EXERCISE REQUIREMENTS:
Please output exactly the part of the records below that opens with the line containing "Question: locate the person" and closes with the line containing "Question: locate the woman's", both lines included, and nothing else.

RECORDS TO USE:
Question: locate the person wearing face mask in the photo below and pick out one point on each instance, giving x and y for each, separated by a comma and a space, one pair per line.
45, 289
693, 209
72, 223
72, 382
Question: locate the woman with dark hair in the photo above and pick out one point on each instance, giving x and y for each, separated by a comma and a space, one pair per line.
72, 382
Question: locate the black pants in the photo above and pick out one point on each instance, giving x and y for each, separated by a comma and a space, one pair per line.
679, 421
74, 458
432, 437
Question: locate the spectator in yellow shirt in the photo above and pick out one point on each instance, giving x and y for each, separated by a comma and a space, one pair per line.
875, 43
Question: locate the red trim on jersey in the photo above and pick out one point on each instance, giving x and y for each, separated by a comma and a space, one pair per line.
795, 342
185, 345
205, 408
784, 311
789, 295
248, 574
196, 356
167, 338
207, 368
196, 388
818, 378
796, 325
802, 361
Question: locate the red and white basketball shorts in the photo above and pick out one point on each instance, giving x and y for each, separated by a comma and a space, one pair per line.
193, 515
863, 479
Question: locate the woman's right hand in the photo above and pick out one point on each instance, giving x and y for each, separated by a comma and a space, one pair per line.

* * *

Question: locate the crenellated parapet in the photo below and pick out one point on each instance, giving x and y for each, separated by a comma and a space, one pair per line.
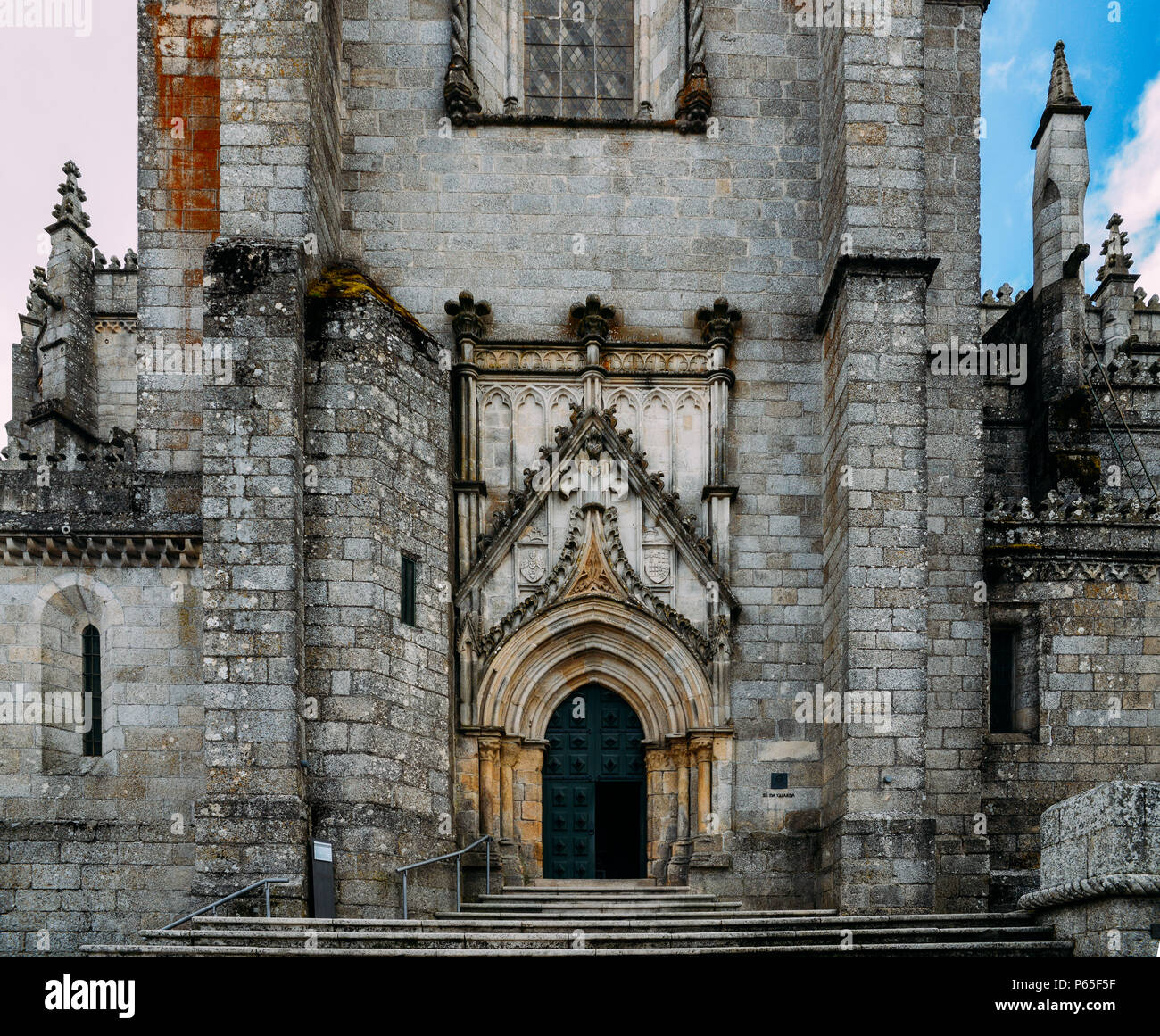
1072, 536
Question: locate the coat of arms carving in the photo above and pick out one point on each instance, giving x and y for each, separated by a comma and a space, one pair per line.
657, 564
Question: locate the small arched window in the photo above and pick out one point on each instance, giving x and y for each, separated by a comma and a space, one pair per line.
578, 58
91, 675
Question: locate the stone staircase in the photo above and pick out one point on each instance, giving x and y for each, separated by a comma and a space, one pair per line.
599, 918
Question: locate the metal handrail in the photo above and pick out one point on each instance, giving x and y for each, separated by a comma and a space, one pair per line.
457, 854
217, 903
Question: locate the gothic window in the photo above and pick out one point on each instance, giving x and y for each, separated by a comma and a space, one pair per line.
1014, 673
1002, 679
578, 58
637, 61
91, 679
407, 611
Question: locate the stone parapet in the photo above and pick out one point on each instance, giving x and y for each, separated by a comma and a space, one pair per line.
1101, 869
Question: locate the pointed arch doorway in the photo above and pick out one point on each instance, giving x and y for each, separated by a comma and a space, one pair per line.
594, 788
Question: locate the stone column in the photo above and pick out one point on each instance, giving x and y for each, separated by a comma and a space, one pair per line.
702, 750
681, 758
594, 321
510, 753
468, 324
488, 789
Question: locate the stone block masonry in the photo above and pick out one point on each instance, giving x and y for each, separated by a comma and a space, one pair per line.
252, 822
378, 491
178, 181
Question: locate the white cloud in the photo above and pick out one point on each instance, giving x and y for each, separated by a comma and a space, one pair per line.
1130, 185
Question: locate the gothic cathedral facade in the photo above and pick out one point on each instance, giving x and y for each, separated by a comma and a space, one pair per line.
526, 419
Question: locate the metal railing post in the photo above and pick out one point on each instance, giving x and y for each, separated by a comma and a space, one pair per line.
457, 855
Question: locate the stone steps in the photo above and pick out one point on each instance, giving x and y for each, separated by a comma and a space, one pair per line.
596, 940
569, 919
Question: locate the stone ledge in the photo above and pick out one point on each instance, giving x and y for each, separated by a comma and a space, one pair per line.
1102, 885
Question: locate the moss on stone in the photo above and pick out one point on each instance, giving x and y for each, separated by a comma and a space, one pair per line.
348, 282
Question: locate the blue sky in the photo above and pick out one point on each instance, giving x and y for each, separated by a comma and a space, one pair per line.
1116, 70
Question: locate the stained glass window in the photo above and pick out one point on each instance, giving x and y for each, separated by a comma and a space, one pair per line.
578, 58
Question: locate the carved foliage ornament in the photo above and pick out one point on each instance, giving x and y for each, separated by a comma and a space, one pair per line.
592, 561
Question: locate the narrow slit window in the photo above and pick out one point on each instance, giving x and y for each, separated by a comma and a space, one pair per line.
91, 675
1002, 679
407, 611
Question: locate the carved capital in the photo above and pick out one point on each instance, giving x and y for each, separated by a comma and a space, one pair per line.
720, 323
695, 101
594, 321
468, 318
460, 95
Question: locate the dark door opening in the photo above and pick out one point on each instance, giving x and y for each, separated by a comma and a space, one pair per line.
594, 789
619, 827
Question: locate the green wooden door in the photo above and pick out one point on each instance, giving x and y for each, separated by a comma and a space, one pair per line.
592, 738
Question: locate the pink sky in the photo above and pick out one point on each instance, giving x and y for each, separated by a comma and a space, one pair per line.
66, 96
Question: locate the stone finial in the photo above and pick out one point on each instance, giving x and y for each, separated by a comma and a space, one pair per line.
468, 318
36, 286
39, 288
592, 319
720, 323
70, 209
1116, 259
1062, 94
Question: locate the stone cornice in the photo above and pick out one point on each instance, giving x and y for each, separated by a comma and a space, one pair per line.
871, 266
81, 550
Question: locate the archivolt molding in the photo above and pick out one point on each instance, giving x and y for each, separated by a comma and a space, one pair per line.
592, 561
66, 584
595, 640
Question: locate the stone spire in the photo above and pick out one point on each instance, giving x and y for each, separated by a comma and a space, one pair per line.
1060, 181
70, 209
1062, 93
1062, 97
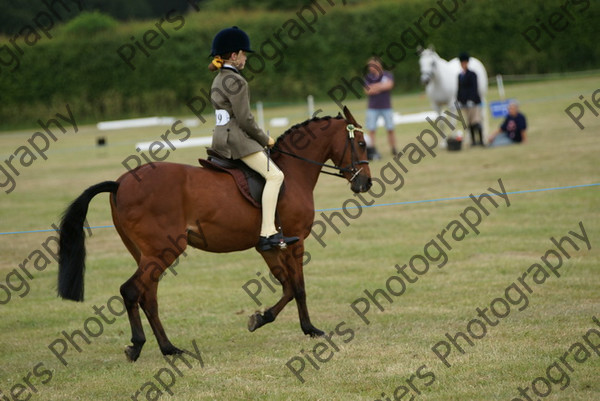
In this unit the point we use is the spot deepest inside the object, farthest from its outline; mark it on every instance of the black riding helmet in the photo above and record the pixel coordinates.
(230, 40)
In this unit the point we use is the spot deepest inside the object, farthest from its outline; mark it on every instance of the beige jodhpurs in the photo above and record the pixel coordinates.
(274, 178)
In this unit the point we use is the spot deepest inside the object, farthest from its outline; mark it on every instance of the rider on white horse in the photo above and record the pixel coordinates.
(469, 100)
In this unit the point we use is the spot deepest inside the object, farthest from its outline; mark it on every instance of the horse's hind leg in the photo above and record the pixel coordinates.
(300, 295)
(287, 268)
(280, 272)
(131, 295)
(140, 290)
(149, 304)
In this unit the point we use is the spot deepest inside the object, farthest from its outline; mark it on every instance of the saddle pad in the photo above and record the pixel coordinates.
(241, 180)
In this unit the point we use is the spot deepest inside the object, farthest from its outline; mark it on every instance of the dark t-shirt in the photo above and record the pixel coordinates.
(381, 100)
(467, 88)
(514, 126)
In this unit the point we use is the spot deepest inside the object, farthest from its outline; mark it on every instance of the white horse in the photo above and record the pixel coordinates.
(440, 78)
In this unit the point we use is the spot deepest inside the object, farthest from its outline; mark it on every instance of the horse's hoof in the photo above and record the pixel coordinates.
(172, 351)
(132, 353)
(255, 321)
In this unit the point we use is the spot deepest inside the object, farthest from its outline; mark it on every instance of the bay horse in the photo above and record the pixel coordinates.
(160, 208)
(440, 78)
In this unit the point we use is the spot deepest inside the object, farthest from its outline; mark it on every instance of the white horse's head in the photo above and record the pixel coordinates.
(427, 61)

SOLUTION TO THE PROBLEM:
Question: locate the person wearing face mask in the photo below and pick out one point on each instance, giving x and y for each, separated by a comma and a space, one pair per line.
45, 289
693, 209
72, 223
72, 382
Question: locate the woman with dark hair in the photo above and pick out one point on each instance, giving x and y for each, separated by a comma and a space, one pair per line.
72, 382
Question: locate the black pants in the photo above and pick out one point on each instance, giving x and y for each, separated by a comma and a space, one pair per line.
679, 421
74, 458
432, 437
Question: locate the spectator in yellow shirt in the photo above and pick out one point on each instance, giving x and y for each, separated by a comma and a space, one pair per line.
875, 43
Question: locate the red trim on jersey in the photo above and pick out one point on each instance, giving x and y for each, separated by a comma and a space, one pair per line.
795, 342
185, 345
205, 408
784, 311
789, 295
248, 574
196, 356
167, 338
207, 368
196, 388
818, 378
796, 325
802, 361
Question: locate the red and white basketball shorts in the photo above and pick out one point on each instance, giving x and y for each, separated by a comma and a space, one pair per line.
193, 515
863, 479
Question: locate the woman's right hand in the photo above and pick out one point on each instance, giving x and y for each, separated by a comma and a space, one pair per line.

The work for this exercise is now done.